DIRECTIONS FOR THIS TASK - Rewrite the material below as a numbered list with one item per line, leaving out the blank lines.

-.-.-

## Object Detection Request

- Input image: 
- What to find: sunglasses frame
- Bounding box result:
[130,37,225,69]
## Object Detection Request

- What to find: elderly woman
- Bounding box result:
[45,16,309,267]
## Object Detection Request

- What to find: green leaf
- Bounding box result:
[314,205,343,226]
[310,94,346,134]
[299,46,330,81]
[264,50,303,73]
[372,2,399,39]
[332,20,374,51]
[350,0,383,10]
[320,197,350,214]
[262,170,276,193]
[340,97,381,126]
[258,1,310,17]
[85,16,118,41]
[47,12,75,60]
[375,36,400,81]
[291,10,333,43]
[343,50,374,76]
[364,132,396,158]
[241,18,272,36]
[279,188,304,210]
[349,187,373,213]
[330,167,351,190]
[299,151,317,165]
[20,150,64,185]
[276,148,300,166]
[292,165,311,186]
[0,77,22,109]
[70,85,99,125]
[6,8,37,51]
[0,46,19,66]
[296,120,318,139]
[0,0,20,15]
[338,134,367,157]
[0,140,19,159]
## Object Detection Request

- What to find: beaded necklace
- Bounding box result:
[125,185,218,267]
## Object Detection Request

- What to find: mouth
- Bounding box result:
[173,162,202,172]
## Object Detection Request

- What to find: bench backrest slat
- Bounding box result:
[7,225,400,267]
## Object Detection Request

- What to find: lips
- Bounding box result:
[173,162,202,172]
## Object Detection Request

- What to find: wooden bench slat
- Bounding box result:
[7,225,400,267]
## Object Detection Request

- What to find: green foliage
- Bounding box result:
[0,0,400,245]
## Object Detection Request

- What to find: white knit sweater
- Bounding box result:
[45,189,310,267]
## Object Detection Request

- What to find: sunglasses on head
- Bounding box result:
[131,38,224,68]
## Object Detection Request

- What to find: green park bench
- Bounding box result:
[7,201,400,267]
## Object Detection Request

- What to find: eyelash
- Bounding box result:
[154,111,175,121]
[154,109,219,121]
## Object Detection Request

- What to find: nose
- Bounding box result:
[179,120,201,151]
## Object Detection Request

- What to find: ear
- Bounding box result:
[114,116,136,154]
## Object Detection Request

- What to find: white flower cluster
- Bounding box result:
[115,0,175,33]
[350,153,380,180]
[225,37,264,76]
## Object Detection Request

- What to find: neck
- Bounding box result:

-.-.-

EXPECTED ANSWER -
1. ## Object Detection Request
2. - Input image: 
3. - What to find: sunglasses frame
4. - Bounding box result:
5. [130,37,225,69]
6. ## Object Detection Request
7. - What to find: elderly woman
8. - Bounding box result:
9. [45,16,309,267]
10. ## Object Detection Request
11. - What to find: green leaf
12. - Bounding box result:
13. [314,205,343,226]
14. [310,94,346,134]
15. [299,46,330,81]
16. [264,50,303,73]
17. [372,2,399,39]
18. [332,20,374,51]
19. [350,0,383,10]
20. [320,197,350,214]
21. [262,170,276,193]
22. [340,97,381,126]
23. [258,1,310,17]
24. [85,16,118,41]
25. [47,12,75,60]
26. [375,36,400,81]
27. [291,10,333,43]
28. [343,50,374,76]
29. [364,132,396,158]
30. [241,18,272,36]
31. [279,188,304,210]
32. [349,187,373,213]
33. [330,167,351,190]
34. [299,151,317,165]
35. [20,150,64,185]
36. [276,148,300,166]
37. [292,165,311,186]
38. [0,77,22,109]
39. [70,85,99,125]
40. [6,8,37,51]
41. [0,46,19,66]
42. [296,120,318,139]
43. [0,0,20,15]
44. [338,134,367,157]
45. [0,140,19,159]
46. ## Object Detection Request
47. - What to find: beaded necklace
48. - Bounding box result:
49. [125,185,218,267]
50. ## Object Detection Request
51. - What to find: mouth
52. - Bounding box result:
53. [173,162,202,172]
54. ## Object Detection Request
55. - What to find: bench backrest slat
56. - Bounding box result:
57. [7,225,400,267]
58. ## Object Detection Request
59. - What to find: lips
60. - Bounding box result:
61. [173,162,202,172]
62. ## Object Detection Request
63. - What to find: wooden bench slat
64. - Bounding box result:
65. [7,225,400,267]
66. ## Object Detection Request
67. - What to find: green foliage
68. - Bounding box result:
69. [0,0,400,245]
70. ## Object Detection Request
71. - What to find: white knit sweater
72. - Bounding box result:
73. [45,189,310,267]
74. ## Object Detection Request
75. - What to find: sunglasses on head
76. - Bounding box result:
77. [131,38,224,68]
78. ## Object Detection Request
79. - What to find: green park bench
80. - Bounding box result:
81. [7,201,400,267]
82. ## Object Detection Request
83. - What to find: eyelash
84. - Bounding box result:
85. [154,111,175,121]
86. [154,109,219,121]
87. ## Object Detection Request
88. - What to find: nose
89. - Bounding box result:
90. [179,120,201,151]
91. ## Object Detection Request
92. - What to find: ear
93. - Bounding box result:
94. [114,116,136,154]
95. ## Object Detection Request
96. - What to find: white flower cluster
97. - Bounding box result:
98. [115,0,175,33]
99. [350,153,380,180]
100. [225,37,264,76]
101. ## Object Detection Request
102. - What to find: neck
103. - Bounding box result:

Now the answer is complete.